**** Text block ****

Morphological analysis

To determine whether the phylogenetic relationships of mtDNA and nDNA among the chinensis/laeta subspecies correspond with the differences in shell morphology, we analysed the variation in shell shape, along the entire outline of the shell, except for the inside aperture and suture, as well as shell width (D; Fig. 7). We used adult shells that have strongly thickened outer lips. In total, we undertook the analyses on 157 specimens (80 individuals of C. c. chinensis and 77 individuals of C. c. laeta), excluding the mixed genetic population between the two species as estimated by the first STRUCTURE described above.

Figure 7
figure 7

Examples of figure data for the morphological analysis. (a) Shell morphology and shell width (D). (b) The entire outline of the shell.

First, we took a photograph of the shell of each specimen obtained from the field and measured the shell width using digital caliper (Tables S1 and S5). For the quantitative evaluation of entire shell shape, we generated elliptic Fourier descriptors (EFDs82) using the same digital images taken by us. All of the images used for the morphological analysis were placed so as to face the shell aperture forward. The parameter of harmonic amplitudes was set to n = 40. For the analysis of shell shape using Fourier coefficients obtained from the EFDs, we conducted a principal component analysis (PCA). We used SHAPE v1.3 to process the digital images, obtain EFDs, and perform PCA83.

Second, we conducted a canonical discriminant analysis (CDA) based on PCs obtained from PCA using the EFDs and shell width. The number of effective PCs was calculated as the number of PCs that account for a proportion of the variability larger than 1/number of PCs analysed using SHAPE ver. 1.3. The CDAs were conducted with XLSTAT (Addinsoft, Paris, France). When we performed the first CDA, these scores were compared for each mtDNA clade. Next, to investigate the relationship between the lineage of nDNA (MIG-seq SNPs) and shell morphology, we conducted a second CDA.

****

Task instructions - Reproduce word for word the stretch of the morphological analysis section from "To determine whether" through "STRUCTURE described above.".

**** Dataset content ****

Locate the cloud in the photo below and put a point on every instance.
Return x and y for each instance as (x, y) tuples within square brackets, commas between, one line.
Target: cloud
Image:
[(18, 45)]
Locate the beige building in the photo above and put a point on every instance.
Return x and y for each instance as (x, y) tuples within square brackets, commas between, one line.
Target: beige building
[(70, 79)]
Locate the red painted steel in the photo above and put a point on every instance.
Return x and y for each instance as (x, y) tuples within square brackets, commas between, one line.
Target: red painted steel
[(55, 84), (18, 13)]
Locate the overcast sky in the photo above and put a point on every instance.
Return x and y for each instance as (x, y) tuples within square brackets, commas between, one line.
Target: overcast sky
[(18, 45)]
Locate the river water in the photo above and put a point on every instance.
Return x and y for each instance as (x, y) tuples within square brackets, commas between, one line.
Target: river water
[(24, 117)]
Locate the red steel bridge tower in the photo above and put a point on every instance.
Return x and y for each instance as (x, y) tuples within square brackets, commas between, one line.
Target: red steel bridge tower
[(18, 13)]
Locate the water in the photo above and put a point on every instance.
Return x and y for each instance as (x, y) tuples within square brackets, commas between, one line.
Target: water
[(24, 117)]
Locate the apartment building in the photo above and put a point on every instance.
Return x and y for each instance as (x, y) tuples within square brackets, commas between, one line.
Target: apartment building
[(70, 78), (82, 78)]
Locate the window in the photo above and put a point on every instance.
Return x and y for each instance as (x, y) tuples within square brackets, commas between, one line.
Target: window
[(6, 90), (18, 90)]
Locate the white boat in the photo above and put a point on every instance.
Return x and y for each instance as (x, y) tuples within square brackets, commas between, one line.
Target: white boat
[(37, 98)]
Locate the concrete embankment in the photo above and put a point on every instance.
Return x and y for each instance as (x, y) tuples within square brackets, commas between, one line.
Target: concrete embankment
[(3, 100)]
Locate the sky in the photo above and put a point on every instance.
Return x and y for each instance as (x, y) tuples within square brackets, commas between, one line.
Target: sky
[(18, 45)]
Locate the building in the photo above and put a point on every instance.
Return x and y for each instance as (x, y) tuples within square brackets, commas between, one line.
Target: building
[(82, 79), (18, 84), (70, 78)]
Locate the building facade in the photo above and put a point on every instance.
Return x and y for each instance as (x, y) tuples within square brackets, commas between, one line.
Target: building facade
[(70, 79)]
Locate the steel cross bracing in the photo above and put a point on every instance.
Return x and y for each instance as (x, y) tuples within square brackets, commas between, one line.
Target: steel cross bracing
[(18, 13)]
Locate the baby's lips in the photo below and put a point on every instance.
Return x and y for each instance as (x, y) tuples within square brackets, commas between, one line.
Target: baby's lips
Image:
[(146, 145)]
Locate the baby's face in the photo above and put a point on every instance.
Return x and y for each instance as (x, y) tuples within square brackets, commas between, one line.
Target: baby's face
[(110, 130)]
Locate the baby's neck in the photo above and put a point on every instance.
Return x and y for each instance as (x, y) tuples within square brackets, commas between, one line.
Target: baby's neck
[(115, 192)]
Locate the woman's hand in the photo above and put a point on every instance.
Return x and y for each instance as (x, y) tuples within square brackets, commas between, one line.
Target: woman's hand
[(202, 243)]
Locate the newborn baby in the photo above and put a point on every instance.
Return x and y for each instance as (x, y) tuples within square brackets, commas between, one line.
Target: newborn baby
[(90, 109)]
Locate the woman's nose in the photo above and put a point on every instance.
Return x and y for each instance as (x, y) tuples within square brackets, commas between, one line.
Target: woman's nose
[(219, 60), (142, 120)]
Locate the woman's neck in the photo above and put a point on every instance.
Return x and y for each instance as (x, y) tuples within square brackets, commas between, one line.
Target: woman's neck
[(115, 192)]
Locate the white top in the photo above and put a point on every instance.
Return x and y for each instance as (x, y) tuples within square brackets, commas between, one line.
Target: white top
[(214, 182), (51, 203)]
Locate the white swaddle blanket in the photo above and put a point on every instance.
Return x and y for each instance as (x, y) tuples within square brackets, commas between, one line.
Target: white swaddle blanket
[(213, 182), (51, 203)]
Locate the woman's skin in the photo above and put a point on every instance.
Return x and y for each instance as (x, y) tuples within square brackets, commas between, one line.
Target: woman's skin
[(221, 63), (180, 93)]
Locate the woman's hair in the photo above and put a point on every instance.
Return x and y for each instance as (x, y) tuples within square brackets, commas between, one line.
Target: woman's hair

****

Solution below -
To determine whether the phylogenetic relationships of mtDNA and nDNA among the chinensis/laeta subspecies correspond with the differences in shell morphology, we analysed the variation in shell shape, along the entire outline of the shell, except for the inside aperture and suture, as well as shell width (D; Fig. 7). We used adult shells that have strongly thickened outer lips. In total, we undertook the analyses on 157 specimens (80 individuals of C. c. chinensis and 77 individuals of C. c. laeta), excluding the mixed genetic population between the two species as estimated by the first STRUCTURE described above.